WORK INSTRUCTION. Leaving out the pictures, write the following records exactly as they read.
◇ ◇ ◇ ◇
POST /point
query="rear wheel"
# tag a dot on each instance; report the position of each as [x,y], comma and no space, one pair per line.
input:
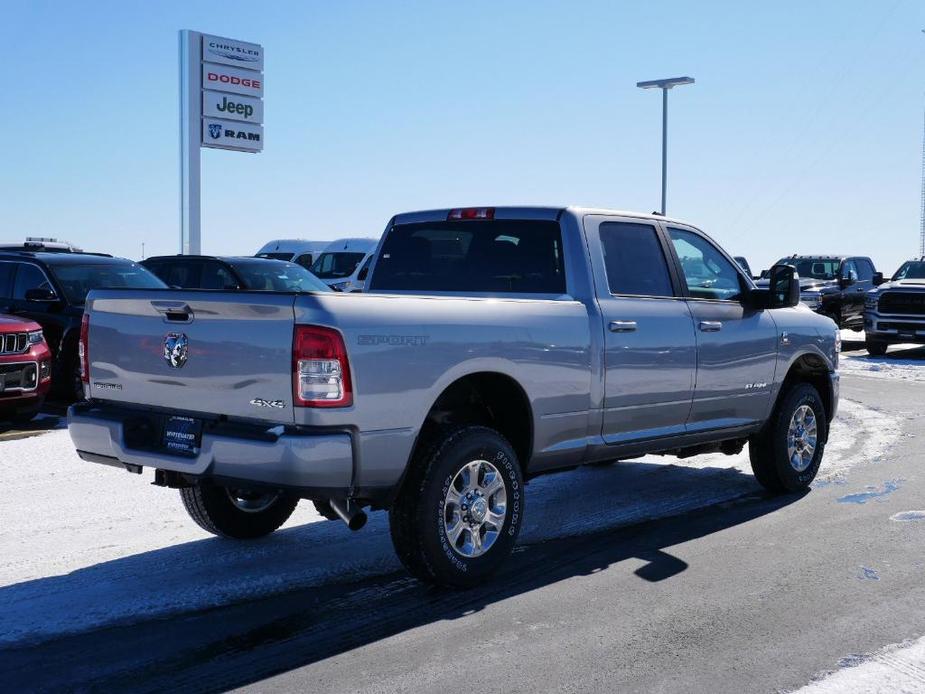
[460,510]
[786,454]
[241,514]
◇ ◇ ◇ ◇
ANSWER TO THIS TASK.
POST /point
query="rear wheel"
# tag a dot on each instance; report the position of each as [x,y], comma and no space, one pair per line.
input:
[460,510]
[786,454]
[241,514]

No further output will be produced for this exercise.